- _EXTRACT_:
━━━━━━━━━━

Ceisteanna—Questions. Oral Answers. - Pig Production.

23.

asked the Minister for Agriculture and Fisheries if he is aware that the very high cost of meals, etc., is a handicap to increased pig production in the western counties; and if he will take the necessary steps to remedy this situation.

I am not aware that the situation is as suggested by the Deputy. My information is that there is keen competition between feed manufacturers throughout the country, including the western counties, and that this is reflected in the price levels of pig rations, relative to the prices of ingredients and manufacturing costs. Deliveries of feed barley to the western counties are, of course, subsidised by An Bord Gráin.

Does the Minister not appreciate that there is a particular problem in the west of Ireland with regard to feeding stuffs for pigs? Resolutions have been passed on numerous occasions about this matter by the Mayo County Committee of Agriculture on which his party have a majority. May I ask him if he is now prepared to take the necessary steps to see that pig feeding stuffs are made available to our people so that they can produce pigs economically?

As I said in my reply, there is no evidence whatever to suggest that the price of pig meal is in any disproportion in the western counties to the rest of the country. I would say that the increases which have undoubtedly come as a result of the better prices being paid for barley on the one hand and the increased wages for workers in the provender industry on the other, are more than compensated for by the recent increases in pig prices that have taken place.

Do I take it that the Minister completely disagrees with prominent members of his own party on the Mayo Committee of Agriculture and with me in this regard? It is well known that pig feeding is much more expensive in the west than in any other part of the country.

━━━━━━━━━━

- _DATA LISTING_:

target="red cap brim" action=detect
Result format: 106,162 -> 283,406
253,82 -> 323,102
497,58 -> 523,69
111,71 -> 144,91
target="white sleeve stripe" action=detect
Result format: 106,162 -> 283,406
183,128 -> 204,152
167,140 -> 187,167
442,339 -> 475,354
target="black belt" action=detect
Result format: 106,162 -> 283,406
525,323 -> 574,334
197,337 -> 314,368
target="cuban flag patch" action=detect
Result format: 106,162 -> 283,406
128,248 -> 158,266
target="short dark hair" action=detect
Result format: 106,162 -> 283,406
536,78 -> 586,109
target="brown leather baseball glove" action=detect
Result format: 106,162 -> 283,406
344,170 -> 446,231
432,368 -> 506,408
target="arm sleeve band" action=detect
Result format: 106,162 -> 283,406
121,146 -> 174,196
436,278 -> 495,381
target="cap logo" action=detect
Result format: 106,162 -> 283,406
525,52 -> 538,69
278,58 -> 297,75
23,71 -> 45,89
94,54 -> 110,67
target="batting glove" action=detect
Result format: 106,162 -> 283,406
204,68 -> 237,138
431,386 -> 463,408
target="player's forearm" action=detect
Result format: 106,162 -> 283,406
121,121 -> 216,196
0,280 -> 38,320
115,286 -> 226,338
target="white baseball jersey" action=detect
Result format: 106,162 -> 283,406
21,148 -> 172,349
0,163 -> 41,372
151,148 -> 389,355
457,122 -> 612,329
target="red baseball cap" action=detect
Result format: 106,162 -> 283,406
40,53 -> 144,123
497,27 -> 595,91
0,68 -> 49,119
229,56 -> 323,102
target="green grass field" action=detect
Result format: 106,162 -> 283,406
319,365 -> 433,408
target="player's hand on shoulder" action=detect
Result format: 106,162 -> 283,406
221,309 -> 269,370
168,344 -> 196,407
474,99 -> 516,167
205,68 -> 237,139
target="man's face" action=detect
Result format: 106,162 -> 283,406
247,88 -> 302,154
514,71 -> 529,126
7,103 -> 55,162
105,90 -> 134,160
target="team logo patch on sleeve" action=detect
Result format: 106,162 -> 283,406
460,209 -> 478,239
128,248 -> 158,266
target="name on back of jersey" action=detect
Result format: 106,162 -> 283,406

━━━━━━━━━━

- _WHAT TO PRODUCE_:
Reproduce, word for word, the stretch of the pig production exchange from "Ceisteanna—Questions. Oral Answers." through "remedy this situation.".

- _FINISHED EXERCISE_:
Ceisteanna—Questions. Oral Answers. - Pig Production.

23.

asked the Minister for Agriculture and Fisheries if he is aware that the very high cost of meals, etc., is a handicap to increased pig production in the western counties; and if he will take the necessary steps to remedy this situation.